Reproduce verbatim only the lines from the one containing "of the round" through the last line below, both included.
--- begin Data for processing ---
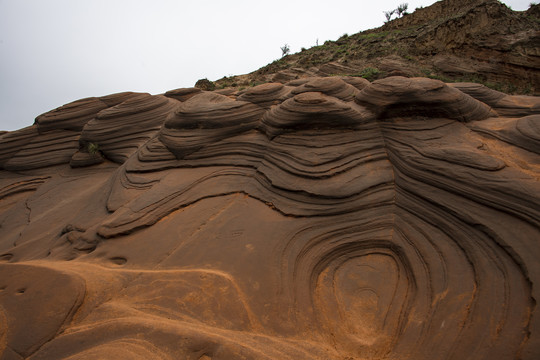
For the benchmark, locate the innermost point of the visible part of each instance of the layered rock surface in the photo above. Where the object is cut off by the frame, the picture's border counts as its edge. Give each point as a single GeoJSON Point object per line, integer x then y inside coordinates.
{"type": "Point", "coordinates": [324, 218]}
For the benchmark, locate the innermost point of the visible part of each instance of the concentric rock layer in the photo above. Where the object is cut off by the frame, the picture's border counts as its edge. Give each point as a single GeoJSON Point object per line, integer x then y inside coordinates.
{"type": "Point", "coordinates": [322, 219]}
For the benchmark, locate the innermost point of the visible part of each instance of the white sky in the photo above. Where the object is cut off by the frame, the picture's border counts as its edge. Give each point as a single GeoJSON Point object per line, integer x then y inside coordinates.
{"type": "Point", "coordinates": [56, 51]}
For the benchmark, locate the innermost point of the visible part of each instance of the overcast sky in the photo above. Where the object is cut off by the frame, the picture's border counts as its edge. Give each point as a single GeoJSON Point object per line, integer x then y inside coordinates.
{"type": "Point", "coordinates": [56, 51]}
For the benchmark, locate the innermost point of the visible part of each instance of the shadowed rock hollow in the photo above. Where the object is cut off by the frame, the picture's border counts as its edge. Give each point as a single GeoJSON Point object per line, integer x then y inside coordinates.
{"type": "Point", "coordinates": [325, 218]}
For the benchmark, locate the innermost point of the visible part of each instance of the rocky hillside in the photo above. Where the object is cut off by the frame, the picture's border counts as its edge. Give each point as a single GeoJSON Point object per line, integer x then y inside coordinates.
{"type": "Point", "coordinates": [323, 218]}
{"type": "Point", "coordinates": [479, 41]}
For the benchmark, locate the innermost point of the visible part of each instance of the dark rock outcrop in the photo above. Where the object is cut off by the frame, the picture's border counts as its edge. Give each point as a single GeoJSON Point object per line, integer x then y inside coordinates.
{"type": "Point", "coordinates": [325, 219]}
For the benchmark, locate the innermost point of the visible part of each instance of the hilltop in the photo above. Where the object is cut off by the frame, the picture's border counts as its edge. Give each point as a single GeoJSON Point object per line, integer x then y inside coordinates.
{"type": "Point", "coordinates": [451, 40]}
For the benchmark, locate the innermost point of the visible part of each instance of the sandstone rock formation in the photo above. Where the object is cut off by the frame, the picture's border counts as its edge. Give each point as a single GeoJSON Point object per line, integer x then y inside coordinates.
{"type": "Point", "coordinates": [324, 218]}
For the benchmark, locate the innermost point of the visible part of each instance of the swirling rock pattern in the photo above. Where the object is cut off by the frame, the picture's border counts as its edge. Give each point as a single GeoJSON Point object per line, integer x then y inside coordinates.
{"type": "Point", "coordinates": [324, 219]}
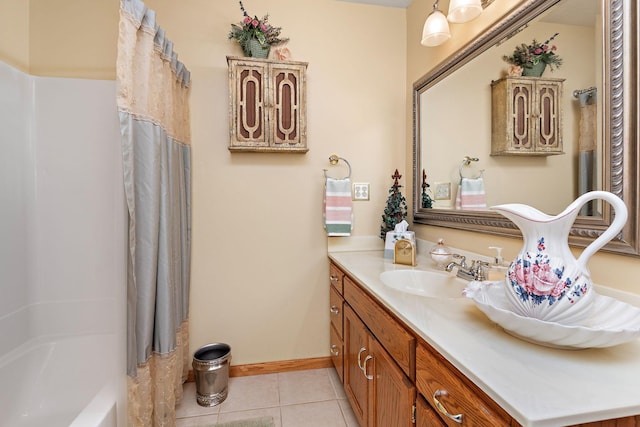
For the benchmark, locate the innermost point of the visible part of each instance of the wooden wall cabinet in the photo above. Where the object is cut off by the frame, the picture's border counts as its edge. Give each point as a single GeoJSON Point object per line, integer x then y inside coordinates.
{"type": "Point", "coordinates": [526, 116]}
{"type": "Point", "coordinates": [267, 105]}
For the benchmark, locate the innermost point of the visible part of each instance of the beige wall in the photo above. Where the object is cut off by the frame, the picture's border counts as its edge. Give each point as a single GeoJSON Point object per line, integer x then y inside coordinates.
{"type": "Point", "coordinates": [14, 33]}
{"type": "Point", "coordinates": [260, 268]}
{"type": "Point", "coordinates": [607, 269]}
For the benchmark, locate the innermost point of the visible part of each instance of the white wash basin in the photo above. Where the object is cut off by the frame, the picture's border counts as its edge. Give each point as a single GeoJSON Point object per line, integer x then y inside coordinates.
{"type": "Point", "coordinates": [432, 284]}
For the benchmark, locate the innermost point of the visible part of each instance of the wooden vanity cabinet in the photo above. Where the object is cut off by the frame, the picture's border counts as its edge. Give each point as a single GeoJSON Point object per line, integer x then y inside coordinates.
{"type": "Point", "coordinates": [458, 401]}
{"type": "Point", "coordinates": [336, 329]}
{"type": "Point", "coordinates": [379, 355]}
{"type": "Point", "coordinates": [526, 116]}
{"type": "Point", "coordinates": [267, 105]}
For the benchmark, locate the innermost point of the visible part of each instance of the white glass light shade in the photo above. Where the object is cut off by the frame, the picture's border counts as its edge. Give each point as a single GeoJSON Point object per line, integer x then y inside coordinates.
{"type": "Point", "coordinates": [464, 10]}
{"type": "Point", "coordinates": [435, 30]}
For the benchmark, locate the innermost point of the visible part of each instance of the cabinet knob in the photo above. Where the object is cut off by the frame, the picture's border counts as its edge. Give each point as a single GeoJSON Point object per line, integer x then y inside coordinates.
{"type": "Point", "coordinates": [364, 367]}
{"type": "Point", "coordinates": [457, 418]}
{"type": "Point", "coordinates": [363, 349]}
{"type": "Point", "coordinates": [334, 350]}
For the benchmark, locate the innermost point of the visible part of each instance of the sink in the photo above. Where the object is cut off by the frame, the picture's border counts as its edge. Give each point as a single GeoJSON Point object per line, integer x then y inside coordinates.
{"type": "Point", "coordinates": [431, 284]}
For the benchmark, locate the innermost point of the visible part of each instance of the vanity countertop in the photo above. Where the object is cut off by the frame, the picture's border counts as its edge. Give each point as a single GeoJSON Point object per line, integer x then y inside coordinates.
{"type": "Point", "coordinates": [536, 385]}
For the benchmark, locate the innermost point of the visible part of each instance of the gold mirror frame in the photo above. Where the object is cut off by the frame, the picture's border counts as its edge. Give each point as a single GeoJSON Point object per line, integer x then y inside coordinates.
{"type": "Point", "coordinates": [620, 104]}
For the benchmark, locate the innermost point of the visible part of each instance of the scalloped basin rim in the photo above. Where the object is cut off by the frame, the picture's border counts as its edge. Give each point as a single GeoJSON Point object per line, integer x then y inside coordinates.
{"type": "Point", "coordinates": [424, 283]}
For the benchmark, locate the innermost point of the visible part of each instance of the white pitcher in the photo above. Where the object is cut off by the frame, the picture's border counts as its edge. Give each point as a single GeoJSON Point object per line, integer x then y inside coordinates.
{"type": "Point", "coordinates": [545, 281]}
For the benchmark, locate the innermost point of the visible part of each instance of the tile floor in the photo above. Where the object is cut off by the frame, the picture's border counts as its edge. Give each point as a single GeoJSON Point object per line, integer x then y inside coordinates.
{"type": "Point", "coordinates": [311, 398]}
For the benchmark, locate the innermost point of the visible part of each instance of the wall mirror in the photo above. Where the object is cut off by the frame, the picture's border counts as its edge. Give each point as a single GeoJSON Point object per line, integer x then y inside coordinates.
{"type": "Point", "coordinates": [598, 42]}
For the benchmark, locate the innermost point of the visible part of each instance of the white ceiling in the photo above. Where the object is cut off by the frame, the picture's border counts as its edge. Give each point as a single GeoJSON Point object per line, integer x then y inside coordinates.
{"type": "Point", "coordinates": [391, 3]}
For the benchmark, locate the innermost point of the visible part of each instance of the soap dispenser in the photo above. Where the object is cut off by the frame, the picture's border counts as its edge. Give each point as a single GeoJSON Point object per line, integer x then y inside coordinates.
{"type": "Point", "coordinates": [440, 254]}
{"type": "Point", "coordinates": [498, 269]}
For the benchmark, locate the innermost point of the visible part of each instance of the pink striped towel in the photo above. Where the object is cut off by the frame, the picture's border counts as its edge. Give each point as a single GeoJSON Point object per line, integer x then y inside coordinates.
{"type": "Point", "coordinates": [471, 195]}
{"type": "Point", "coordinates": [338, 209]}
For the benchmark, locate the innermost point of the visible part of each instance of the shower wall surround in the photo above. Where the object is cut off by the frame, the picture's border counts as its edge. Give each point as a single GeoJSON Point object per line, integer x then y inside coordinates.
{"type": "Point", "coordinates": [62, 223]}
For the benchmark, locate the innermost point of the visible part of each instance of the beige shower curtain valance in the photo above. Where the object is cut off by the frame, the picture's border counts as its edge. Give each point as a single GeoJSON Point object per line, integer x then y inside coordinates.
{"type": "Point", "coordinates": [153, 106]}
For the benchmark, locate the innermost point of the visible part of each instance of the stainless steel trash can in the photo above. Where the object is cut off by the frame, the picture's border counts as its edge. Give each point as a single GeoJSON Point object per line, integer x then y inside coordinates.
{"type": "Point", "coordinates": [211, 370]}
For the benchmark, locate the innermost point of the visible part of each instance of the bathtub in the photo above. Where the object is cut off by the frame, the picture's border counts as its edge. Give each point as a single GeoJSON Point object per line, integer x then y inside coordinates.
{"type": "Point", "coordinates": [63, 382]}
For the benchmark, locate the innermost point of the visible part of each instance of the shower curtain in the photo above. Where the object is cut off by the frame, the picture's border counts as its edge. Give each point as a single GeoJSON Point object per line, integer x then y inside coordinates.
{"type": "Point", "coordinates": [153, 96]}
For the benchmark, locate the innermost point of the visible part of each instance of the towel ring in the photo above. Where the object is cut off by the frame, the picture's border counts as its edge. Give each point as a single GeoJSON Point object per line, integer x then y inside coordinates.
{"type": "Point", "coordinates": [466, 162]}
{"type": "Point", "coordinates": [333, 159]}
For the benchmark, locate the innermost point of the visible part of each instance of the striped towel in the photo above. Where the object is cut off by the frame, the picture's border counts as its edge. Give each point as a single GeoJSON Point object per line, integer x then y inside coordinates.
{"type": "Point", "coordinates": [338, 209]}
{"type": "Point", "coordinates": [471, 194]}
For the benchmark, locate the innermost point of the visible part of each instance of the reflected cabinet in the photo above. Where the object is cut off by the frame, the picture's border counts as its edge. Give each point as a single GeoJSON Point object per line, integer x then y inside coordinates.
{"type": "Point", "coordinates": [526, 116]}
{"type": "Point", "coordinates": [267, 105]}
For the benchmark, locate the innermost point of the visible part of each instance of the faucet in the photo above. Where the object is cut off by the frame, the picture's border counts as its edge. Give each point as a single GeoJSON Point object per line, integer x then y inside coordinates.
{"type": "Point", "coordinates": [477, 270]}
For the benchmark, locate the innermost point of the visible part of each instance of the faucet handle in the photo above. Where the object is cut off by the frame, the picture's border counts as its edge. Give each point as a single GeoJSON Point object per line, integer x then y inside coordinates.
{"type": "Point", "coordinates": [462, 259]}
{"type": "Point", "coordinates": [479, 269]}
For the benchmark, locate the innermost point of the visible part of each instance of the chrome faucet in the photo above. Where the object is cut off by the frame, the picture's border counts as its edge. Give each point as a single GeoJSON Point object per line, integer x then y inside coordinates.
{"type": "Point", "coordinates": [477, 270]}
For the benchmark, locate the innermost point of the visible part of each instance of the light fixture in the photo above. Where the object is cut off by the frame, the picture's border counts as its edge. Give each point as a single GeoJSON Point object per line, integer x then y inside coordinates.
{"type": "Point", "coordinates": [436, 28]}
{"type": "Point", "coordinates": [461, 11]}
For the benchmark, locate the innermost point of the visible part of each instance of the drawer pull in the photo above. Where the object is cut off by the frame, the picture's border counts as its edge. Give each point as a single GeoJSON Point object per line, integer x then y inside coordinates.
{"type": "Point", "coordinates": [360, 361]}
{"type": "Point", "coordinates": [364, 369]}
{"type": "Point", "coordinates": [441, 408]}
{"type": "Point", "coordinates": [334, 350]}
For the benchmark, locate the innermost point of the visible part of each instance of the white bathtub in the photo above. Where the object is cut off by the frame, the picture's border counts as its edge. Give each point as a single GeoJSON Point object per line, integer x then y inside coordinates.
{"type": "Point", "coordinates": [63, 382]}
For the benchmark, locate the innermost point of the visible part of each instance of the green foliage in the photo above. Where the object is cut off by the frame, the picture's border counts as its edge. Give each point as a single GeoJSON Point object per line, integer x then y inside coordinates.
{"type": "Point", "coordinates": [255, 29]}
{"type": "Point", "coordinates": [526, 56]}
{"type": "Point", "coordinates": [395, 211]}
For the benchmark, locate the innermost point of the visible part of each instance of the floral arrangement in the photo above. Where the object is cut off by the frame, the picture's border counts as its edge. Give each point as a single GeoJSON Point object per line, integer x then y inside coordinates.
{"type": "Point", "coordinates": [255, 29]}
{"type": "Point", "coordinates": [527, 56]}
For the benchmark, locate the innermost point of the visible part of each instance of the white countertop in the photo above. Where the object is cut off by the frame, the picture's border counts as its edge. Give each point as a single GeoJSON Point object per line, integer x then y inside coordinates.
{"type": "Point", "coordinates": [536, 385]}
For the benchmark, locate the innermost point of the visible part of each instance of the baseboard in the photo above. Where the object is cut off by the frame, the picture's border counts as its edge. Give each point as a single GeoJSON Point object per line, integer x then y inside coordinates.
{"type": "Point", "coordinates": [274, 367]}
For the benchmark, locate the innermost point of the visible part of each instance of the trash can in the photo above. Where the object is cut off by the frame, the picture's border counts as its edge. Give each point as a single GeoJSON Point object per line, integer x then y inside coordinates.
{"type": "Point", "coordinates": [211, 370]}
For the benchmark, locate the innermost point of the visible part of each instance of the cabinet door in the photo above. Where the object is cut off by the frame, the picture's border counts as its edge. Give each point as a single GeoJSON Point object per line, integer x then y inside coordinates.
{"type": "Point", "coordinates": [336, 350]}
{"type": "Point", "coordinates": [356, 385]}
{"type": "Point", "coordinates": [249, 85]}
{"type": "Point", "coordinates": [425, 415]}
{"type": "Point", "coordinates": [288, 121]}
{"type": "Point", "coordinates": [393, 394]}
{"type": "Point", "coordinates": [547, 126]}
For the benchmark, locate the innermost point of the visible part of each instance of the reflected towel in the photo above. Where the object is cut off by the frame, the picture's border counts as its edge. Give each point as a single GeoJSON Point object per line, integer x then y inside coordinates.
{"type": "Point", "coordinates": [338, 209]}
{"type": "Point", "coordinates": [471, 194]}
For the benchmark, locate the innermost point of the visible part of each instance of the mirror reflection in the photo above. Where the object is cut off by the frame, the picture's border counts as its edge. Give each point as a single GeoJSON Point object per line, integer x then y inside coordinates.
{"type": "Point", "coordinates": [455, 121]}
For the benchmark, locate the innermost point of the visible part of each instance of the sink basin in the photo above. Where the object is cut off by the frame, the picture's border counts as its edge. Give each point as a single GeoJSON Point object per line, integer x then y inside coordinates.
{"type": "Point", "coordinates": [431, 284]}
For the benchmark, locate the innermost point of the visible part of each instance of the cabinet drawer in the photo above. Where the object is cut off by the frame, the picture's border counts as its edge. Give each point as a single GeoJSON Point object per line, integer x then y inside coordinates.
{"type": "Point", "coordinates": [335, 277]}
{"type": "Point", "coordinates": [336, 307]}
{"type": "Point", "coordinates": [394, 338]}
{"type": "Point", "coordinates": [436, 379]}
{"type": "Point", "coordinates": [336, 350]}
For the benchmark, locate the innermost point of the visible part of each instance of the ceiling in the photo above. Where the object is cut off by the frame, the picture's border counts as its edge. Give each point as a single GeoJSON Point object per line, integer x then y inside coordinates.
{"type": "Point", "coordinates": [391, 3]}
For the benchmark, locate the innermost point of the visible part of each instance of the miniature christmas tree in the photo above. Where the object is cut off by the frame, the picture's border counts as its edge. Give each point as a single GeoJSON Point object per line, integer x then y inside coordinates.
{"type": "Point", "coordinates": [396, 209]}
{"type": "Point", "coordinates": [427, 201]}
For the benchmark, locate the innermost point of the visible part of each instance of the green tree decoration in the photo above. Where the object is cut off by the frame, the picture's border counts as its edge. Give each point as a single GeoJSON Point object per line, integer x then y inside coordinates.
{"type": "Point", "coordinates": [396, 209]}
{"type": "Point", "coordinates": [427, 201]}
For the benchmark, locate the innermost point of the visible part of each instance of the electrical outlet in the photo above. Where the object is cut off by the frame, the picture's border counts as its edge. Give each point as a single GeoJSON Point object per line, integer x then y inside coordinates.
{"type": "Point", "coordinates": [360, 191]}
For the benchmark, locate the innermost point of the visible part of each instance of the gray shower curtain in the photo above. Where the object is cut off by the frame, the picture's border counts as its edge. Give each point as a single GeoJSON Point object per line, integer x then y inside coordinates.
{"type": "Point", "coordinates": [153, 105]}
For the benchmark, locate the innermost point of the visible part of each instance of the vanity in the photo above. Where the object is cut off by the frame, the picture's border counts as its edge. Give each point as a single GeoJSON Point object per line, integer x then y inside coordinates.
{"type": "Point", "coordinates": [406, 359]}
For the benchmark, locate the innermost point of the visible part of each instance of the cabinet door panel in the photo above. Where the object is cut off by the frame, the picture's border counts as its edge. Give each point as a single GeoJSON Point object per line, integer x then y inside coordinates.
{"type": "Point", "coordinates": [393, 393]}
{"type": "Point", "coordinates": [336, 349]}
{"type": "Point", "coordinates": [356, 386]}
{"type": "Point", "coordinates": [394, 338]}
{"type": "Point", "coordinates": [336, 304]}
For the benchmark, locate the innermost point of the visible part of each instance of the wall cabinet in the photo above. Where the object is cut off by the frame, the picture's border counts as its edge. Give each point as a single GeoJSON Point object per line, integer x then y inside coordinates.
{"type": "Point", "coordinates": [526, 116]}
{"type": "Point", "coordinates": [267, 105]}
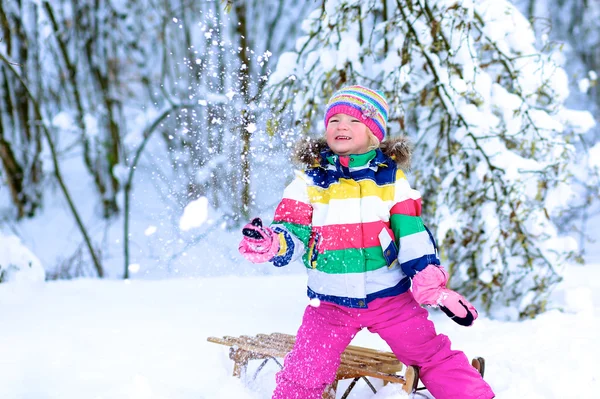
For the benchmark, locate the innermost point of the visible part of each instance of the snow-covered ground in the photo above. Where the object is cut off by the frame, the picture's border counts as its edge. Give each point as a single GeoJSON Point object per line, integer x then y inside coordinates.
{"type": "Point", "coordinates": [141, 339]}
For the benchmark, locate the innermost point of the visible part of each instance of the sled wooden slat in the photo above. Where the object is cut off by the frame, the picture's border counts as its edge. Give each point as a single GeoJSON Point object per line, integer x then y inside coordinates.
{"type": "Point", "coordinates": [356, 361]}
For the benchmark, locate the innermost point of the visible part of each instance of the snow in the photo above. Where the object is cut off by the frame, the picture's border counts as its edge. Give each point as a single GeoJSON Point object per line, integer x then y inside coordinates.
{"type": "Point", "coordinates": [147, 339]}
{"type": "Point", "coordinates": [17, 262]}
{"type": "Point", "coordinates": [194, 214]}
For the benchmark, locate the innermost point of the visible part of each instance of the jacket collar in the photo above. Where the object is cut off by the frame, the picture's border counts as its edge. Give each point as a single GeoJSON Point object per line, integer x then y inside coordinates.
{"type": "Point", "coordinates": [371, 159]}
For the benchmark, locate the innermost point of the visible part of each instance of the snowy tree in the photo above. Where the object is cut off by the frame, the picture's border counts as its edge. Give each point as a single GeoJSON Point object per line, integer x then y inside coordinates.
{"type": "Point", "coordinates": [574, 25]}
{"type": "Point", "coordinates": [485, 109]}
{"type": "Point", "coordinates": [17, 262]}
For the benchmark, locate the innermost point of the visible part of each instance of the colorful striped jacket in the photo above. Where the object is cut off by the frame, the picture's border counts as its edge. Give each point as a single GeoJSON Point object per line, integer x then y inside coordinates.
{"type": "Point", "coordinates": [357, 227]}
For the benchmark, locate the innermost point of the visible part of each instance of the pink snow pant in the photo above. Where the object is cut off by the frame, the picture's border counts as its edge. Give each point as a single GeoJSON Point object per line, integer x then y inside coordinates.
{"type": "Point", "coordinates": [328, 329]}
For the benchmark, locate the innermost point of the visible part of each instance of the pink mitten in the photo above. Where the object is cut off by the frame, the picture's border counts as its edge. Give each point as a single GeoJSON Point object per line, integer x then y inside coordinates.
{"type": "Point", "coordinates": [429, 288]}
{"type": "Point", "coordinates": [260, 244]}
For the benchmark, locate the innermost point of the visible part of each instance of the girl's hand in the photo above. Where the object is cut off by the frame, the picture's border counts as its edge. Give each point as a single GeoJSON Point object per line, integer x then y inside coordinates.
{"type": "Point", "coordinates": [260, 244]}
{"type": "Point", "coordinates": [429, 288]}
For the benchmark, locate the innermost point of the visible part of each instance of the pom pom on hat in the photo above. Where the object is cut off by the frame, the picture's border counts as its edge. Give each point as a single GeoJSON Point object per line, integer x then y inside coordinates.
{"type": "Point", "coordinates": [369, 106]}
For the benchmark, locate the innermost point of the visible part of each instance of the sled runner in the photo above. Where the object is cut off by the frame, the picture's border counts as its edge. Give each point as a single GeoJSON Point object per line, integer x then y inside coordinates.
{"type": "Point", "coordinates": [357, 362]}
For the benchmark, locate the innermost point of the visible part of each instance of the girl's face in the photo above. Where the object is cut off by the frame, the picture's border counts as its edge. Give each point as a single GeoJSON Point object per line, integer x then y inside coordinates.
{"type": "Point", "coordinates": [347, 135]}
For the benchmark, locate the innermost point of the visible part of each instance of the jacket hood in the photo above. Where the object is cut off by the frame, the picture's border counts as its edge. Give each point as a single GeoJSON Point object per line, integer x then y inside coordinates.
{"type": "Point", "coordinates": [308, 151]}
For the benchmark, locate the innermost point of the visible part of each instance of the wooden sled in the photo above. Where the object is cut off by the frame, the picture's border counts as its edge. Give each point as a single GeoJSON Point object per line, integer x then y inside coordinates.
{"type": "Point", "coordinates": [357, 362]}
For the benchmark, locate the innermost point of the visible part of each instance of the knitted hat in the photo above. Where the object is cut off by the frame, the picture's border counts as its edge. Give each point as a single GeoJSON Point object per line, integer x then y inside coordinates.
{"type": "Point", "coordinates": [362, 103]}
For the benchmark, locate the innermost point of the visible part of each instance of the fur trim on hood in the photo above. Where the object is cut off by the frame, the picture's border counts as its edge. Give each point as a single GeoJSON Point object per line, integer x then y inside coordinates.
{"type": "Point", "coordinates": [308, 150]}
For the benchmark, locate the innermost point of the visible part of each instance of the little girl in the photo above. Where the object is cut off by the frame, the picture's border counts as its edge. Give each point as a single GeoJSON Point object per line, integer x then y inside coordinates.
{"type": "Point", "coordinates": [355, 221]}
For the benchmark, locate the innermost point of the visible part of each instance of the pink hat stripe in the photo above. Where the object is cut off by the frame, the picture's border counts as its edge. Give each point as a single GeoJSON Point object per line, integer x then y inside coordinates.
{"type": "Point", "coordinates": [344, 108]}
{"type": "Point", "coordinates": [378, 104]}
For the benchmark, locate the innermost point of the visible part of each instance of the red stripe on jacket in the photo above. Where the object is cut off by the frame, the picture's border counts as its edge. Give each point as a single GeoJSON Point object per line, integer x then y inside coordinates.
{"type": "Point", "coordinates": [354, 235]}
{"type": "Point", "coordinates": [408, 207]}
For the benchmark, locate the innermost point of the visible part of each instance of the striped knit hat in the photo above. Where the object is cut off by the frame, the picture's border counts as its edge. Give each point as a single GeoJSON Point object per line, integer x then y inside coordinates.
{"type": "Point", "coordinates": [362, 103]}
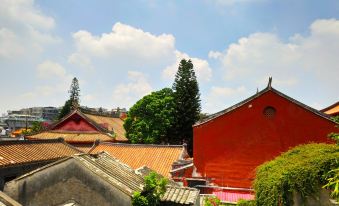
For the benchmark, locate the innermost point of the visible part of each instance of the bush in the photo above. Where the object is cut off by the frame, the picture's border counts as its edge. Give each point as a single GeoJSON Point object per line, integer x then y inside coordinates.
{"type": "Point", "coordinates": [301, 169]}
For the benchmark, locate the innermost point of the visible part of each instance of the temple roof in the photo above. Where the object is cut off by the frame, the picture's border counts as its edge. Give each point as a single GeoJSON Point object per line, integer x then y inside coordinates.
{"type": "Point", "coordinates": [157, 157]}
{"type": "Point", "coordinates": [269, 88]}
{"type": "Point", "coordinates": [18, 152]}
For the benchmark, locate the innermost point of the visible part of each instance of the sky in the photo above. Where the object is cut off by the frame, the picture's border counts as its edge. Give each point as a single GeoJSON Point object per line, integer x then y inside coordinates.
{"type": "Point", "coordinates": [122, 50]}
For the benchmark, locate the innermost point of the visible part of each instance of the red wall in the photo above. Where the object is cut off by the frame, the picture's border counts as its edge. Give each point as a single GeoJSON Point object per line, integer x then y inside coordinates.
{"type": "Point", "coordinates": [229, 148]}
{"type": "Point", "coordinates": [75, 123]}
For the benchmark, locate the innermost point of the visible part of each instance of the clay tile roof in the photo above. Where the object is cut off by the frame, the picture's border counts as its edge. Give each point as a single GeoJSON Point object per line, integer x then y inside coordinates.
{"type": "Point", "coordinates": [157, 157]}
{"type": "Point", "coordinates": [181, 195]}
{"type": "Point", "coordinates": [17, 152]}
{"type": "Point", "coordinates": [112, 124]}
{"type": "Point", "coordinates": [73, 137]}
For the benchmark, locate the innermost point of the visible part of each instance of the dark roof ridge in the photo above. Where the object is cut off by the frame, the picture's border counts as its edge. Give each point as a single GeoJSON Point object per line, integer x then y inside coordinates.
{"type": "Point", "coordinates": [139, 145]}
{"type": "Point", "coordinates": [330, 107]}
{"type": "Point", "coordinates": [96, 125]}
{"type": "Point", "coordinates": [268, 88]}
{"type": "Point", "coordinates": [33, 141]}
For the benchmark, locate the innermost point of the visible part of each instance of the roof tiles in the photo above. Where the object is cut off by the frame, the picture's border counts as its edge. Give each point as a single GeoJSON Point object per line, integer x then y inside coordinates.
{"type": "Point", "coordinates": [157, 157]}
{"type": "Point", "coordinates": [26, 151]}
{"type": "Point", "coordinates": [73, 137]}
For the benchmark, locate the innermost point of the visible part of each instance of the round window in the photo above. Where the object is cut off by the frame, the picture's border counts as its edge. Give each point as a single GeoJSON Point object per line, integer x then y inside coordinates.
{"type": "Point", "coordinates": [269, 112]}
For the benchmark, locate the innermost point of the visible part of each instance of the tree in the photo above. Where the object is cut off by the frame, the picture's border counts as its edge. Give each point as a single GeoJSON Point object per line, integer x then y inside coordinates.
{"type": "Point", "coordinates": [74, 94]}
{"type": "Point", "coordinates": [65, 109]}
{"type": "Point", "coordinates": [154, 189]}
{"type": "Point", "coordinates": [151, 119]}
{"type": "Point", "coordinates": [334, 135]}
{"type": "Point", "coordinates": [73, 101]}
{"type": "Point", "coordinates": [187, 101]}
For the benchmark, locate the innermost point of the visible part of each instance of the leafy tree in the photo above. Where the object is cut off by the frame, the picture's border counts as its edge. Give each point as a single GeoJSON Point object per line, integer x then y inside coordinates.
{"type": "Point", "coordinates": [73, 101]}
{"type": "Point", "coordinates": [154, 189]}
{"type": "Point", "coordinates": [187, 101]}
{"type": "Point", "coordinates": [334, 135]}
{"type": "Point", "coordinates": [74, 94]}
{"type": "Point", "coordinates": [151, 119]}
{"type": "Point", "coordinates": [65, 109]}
--- end Data for processing ---
• Response:
For the benchmark, locate the innermost point of the visible part of each instance of the round window in the photo above. Where the object is cut off by the frame, the picture's border counts as its edge. Give each point as a single GeoJSON Point object per line, integer x then y inside coordinates.
{"type": "Point", "coordinates": [269, 112]}
For the benchmark, locate the innermost point of the visible part of each instance of the tree in the photo above. Where the object is cut off by the frame, the picture's border counts as its edge. Give each point as a single GeoJSON Point object per line, integer x then y inside coordinates.
{"type": "Point", "coordinates": [74, 94]}
{"type": "Point", "coordinates": [65, 109]}
{"type": "Point", "coordinates": [154, 189]}
{"type": "Point", "coordinates": [151, 119]}
{"type": "Point", "coordinates": [334, 135]}
{"type": "Point", "coordinates": [73, 101]}
{"type": "Point", "coordinates": [187, 101]}
For the benchmark, locate the innermost point of the visible part of each instance of the leafy tree in the photo above. Where the object is cut off by the frame, the picture's border counts as its edge. Give each point as a single GeoJSON Point object per line, integer x then y inside coordinates.
{"type": "Point", "coordinates": [73, 101]}
{"type": "Point", "coordinates": [154, 189]}
{"type": "Point", "coordinates": [187, 101]}
{"type": "Point", "coordinates": [334, 135]}
{"type": "Point", "coordinates": [74, 94]}
{"type": "Point", "coordinates": [151, 119]}
{"type": "Point", "coordinates": [65, 109]}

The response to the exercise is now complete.